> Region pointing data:
=== Section Start ===

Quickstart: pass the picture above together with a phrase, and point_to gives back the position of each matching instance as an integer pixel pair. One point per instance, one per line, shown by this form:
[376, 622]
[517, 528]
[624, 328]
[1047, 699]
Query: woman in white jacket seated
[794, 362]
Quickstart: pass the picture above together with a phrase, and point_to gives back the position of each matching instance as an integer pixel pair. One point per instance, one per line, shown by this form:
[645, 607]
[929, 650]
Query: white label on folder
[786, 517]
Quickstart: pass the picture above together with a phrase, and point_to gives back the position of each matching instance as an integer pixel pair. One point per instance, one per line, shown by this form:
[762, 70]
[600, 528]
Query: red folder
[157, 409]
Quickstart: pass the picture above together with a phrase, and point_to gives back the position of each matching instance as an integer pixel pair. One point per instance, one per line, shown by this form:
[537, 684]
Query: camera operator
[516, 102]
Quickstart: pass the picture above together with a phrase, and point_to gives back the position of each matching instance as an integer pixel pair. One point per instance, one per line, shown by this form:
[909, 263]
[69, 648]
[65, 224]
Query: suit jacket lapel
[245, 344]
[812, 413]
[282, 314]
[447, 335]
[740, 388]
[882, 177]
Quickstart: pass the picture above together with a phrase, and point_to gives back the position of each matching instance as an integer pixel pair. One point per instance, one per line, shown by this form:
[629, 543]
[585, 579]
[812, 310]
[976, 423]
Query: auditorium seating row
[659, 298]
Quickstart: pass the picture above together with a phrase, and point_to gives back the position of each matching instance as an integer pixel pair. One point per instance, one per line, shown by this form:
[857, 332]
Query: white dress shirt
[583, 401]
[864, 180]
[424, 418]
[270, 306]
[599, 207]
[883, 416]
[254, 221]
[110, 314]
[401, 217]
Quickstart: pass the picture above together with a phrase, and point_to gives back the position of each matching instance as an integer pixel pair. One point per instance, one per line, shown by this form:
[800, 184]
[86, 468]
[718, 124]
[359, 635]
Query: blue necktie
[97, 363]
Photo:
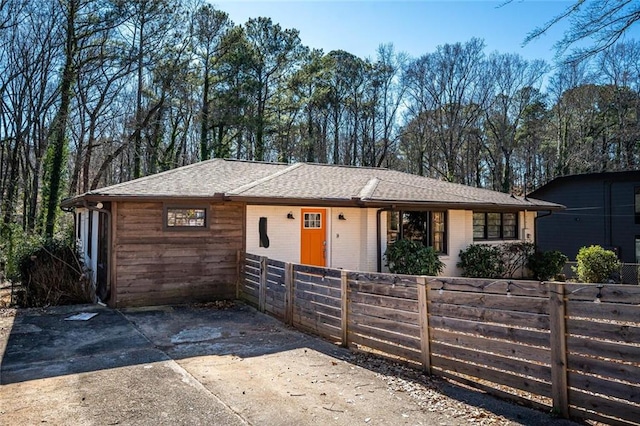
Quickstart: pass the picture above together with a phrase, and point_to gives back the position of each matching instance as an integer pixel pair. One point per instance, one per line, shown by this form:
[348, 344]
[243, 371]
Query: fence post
[344, 308]
[288, 297]
[558, 328]
[423, 312]
[262, 291]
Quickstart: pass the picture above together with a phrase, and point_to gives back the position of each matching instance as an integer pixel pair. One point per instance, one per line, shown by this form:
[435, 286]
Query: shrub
[413, 258]
[49, 271]
[482, 261]
[546, 265]
[596, 265]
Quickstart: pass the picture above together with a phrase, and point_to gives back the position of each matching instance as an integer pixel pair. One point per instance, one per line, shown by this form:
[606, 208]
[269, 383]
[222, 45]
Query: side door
[313, 237]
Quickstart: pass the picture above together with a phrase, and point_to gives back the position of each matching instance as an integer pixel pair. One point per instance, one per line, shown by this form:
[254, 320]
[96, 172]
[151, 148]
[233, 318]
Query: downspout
[379, 236]
[108, 213]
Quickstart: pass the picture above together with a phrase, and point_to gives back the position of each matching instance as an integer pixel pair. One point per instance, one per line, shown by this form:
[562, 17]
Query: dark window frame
[487, 234]
[168, 207]
[636, 204]
[430, 230]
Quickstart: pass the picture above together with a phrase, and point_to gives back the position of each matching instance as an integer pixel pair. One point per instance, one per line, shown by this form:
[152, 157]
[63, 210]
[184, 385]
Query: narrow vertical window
[479, 226]
[438, 232]
[637, 205]
[90, 234]
[509, 226]
[79, 225]
[262, 230]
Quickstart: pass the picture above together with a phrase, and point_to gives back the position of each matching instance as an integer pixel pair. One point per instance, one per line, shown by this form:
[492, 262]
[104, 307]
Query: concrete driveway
[202, 365]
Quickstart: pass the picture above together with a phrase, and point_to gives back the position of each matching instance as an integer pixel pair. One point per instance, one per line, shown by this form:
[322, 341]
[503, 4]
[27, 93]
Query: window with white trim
[312, 220]
[186, 217]
[495, 226]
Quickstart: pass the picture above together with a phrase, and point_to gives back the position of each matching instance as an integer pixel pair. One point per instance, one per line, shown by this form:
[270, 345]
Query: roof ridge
[368, 190]
[239, 190]
[144, 178]
[347, 166]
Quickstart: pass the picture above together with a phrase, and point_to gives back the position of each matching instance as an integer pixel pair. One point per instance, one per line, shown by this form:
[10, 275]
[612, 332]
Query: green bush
[482, 261]
[546, 265]
[596, 265]
[413, 258]
[48, 272]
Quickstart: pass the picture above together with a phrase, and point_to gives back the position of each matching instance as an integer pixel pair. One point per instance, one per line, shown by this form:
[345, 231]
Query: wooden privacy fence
[571, 347]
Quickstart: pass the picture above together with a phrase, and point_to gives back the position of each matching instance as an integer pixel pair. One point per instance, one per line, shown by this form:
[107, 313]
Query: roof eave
[79, 200]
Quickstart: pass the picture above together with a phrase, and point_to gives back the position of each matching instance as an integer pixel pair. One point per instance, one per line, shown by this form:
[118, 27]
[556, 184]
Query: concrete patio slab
[201, 365]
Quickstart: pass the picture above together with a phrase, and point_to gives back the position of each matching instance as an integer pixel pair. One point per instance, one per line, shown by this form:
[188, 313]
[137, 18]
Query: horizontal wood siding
[156, 266]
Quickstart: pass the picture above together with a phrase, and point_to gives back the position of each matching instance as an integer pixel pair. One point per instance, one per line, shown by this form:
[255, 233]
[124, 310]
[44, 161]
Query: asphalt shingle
[306, 183]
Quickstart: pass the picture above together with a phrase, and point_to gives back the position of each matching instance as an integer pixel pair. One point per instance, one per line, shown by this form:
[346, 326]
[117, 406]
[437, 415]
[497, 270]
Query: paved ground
[202, 365]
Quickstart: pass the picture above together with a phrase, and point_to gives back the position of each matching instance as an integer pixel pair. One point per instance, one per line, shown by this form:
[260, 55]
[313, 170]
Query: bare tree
[602, 22]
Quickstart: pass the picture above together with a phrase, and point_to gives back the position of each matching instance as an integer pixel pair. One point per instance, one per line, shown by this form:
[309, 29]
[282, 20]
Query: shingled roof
[307, 184]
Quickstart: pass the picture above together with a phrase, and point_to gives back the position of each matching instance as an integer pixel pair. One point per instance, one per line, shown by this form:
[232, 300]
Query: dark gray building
[602, 209]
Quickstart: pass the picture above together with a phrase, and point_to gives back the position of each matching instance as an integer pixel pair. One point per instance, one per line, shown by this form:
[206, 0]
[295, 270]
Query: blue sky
[415, 27]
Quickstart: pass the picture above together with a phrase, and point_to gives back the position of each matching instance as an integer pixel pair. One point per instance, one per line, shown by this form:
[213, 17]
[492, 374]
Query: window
[79, 225]
[637, 206]
[495, 226]
[186, 217]
[425, 226]
[313, 220]
[90, 235]
[262, 230]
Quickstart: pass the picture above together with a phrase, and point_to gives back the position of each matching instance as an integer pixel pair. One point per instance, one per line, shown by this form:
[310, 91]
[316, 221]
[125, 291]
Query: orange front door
[313, 237]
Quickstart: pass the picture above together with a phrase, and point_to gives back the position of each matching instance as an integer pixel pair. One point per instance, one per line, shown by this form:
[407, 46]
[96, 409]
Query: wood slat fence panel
[492, 331]
[603, 344]
[573, 347]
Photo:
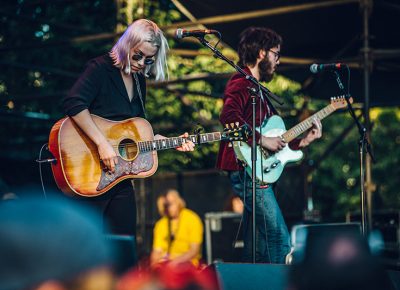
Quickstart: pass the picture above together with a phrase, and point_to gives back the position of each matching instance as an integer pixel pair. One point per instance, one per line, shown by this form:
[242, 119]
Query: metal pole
[366, 10]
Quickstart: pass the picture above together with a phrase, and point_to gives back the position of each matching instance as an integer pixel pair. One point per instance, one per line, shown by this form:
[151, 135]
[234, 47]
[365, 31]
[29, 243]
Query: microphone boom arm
[219, 55]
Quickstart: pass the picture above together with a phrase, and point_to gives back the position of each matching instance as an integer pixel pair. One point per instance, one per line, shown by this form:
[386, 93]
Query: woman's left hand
[188, 145]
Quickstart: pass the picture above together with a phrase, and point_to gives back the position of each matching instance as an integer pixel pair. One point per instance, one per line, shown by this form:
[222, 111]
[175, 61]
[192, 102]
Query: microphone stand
[364, 146]
[254, 93]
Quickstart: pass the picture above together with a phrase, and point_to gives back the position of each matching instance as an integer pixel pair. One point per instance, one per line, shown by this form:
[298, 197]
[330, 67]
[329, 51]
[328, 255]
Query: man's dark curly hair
[254, 39]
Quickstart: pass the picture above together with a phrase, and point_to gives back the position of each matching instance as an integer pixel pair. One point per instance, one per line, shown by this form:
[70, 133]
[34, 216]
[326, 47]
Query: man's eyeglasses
[276, 53]
[147, 60]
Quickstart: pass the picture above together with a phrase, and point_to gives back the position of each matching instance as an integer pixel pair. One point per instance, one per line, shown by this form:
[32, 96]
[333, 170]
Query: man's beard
[264, 69]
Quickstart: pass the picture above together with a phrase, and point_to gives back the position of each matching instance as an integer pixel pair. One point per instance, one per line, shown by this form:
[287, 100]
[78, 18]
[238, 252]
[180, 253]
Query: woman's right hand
[272, 143]
[107, 155]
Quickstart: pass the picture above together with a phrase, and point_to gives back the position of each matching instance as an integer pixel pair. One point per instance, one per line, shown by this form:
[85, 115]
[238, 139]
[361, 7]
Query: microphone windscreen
[314, 68]
[179, 33]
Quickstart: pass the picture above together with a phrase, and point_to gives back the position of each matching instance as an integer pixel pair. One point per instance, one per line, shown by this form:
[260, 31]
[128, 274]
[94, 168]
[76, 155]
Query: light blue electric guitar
[269, 166]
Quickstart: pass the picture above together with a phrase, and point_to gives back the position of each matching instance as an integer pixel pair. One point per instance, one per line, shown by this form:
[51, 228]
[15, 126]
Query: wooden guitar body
[78, 169]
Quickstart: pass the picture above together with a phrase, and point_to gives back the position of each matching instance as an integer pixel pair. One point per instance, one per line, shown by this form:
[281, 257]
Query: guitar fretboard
[167, 143]
[307, 123]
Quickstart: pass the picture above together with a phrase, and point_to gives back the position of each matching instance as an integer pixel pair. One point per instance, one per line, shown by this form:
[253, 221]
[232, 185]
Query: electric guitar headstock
[340, 102]
[234, 132]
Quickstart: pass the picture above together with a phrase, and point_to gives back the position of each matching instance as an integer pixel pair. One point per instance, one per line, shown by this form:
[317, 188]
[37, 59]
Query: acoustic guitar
[78, 170]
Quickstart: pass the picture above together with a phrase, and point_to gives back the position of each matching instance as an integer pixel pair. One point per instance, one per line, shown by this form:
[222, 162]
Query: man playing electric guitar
[259, 53]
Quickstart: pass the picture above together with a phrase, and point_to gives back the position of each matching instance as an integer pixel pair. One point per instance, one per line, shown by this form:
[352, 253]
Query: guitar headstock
[234, 132]
[340, 102]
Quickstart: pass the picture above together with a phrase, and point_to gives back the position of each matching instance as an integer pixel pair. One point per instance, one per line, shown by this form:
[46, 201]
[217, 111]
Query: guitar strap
[139, 93]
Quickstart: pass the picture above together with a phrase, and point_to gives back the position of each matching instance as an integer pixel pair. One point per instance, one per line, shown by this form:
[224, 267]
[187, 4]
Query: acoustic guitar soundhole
[128, 149]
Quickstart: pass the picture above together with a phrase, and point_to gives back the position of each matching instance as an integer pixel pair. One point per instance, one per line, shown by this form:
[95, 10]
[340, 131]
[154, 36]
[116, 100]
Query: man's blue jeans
[272, 236]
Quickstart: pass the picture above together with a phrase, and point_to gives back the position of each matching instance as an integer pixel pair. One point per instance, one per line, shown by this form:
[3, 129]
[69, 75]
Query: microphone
[182, 33]
[316, 68]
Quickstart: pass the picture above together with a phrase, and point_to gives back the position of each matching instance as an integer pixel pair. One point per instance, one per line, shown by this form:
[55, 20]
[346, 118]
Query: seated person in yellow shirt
[178, 235]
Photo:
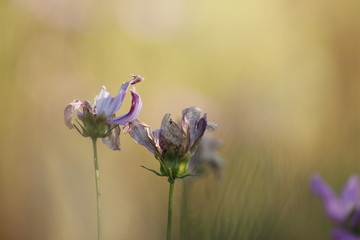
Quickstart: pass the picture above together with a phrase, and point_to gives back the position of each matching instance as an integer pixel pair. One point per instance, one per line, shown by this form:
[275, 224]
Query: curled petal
[198, 133]
[103, 101]
[335, 210]
[110, 105]
[211, 126]
[340, 234]
[113, 140]
[134, 112]
[171, 132]
[68, 113]
[142, 134]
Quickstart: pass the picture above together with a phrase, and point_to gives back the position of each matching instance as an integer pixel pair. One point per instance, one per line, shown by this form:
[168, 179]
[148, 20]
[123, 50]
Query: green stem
[184, 223]
[171, 191]
[98, 194]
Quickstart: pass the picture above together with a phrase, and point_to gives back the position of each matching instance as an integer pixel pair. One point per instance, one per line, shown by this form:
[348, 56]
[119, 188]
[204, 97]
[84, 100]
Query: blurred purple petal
[333, 206]
[350, 195]
[339, 234]
[134, 112]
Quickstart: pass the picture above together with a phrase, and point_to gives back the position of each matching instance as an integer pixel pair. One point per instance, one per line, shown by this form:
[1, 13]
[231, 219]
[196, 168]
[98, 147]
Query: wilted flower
[99, 120]
[174, 143]
[343, 210]
[206, 155]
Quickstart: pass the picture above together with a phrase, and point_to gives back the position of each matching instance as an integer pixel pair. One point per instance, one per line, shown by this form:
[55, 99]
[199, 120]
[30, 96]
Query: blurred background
[281, 79]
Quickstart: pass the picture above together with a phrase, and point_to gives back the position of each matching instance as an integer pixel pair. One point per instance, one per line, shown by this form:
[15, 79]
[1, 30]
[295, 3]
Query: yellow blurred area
[281, 79]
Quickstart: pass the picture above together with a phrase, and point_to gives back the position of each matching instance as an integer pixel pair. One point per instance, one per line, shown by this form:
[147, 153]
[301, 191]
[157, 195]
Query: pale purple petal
[171, 132]
[113, 140]
[198, 133]
[355, 219]
[156, 134]
[103, 101]
[211, 127]
[116, 102]
[134, 112]
[335, 210]
[197, 125]
[339, 234]
[350, 196]
[141, 133]
[68, 113]
[110, 105]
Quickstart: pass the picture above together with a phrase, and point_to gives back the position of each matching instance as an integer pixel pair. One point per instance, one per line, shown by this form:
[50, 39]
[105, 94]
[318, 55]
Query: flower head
[206, 155]
[99, 120]
[343, 210]
[174, 143]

=== Section End ===

Retype the entries exactly from the first line, stopping after the line with "[1047, 699]".

> Task result:
Quickstart: pass the picture above together with a phrase, and point_to gives back the position of each matching instance as an integer pixel pair. One point per instance, one per line, shown by this form:
[376, 622]
[517, 528]
[624, 328]
[1047, 699]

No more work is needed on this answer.